### Exercise description
Nothing in the data should be left out or altered when it is retyped.

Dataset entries
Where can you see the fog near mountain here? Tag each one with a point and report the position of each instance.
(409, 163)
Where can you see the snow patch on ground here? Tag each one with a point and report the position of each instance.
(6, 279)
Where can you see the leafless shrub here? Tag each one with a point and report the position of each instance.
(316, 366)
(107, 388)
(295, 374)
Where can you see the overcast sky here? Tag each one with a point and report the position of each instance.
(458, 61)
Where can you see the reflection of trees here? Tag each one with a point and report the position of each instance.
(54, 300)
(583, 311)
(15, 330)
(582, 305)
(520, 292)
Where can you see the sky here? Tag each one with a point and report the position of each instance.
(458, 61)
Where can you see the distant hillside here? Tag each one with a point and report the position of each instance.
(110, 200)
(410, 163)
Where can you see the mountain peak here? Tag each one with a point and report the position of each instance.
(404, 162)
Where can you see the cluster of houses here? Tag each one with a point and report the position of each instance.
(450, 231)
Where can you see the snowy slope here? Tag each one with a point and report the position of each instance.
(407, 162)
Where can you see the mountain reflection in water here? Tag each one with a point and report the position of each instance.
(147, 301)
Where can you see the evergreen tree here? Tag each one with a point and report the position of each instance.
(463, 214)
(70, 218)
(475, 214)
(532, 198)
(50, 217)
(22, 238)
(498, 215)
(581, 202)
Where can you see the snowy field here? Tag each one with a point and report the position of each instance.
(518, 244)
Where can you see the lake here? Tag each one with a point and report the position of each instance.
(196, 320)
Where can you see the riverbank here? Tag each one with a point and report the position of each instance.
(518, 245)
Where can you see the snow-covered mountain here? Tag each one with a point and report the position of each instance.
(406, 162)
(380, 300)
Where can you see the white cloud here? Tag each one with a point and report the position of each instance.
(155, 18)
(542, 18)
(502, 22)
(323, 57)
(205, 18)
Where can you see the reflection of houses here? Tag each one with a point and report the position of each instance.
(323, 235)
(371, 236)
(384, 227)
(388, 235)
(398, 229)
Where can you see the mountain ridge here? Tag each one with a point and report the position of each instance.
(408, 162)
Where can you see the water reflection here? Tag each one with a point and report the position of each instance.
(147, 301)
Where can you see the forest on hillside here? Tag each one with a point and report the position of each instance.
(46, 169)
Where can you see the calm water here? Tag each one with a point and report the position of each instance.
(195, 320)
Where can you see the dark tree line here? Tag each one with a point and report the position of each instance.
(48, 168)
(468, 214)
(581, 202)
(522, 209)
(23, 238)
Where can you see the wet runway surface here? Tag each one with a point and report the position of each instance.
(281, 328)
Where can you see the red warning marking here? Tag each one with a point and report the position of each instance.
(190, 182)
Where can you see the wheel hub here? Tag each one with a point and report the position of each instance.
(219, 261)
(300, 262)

### Response to this exercise
Where can you see the fog near mountain here? Tag each one with a point and report the position of each instance.
(409, 163)
Where can you see the snow patch on ground here? Tag each one with a point and report the position of each instance.
(6, 279)
Where can you see the leafless shrub here? Tag each one with a point and report the position of each instance.
(316, 366)
(107, 388)
(295, 374)
Where can you see the overcast sky here? Tag each one with a point and report the position of each instance.
(458, 61)
Where can you see the reflection of trees here? Tag each one with a point and report the position of each instance.
(54, 300)
(583, 311)
(15, 330)
(582, 305)
(520, 292)
Where can you see the sky here? Tag each one with a point and report the position of each instance.
(458, 61)
Where can you see the distant hillside here? Tag each one with a point and report the position of each instance.
(110, 200)
(410, 163)
Where can you see the mountain peak here? Tag each one with a point and report the position of each instance.
(404, 162)
Where can you see the cluster of houses here? Tag each one with a point and report the position of each instance.
(450, 231)
Where can you see the snowy slope here? Tag each one with a point and report the position of each instance.
(407, 162)
Where can you see the mountain reflection in water here? Tag each one with a point and report the position of each instance.
(147, 301)
Where can you see the evergreen tree here? Tag each one with a point and report the position of each instance.
(463, 214)
(70, 218)
(475, 214)
(532, 198)
(50, 217)
(22, 238)
(498, 215)
(581, 202)
Where can you see the snowy field here? Tag each one with a point and report the position of each instance.
(518, 244)
Where can you see the lake here? Tag each one with a point and report the position of each instance.
(196, 320)
Where can you see the riverbank here? Tag each one with a point and report the position of each instance.
(518, 245)
Where can you see the snow-covered mountain here? Tag each one with a point and report the position of each instance.
(406, 162)
(380, 300)
Where can you see the white cloud here? Tag each one with a point and report the position of each instance.
(155, 18)
(542, 18)
(502, 22)
(323, 57)
(205, 18)
Where can you see the reflection of houses here? Tag each one with a point and report the position of each instance.
(323, 235)
(371, 236)
(384, 227)
(388, 235)
(398, 229)
Where can you see the mountain ridge here? Tag each one with a point and report the position of each instance.
(408, 162)
Where can you see the water reflection here? Tag each one with a point and report the position of each instance.
(147, 301)
Where can you see the forest on hillside here? Tag each one with a point and report the position of each instance.
(46, 169)
Where can you see the calm water here? Tag each one with a point and report the position of each instance.
(195, 320)
Where can you see the dark tree line here? Tag each one with a point and report the position of each instance.
(48, 168)
(468, 214)
(581, 202)
(522, 209)
(23, 238)
Where can you see the wet runway surface here? Tag each one with a point and report the position of each instance.
(281, 328)
Where can you see the red warning marking here? Tag each one with a point and report the position of each instance.
(190, 182)
Where can you see the wheel hub here? Tag each one with a point and report the position of each instance.
(219, 261)
(300, 262)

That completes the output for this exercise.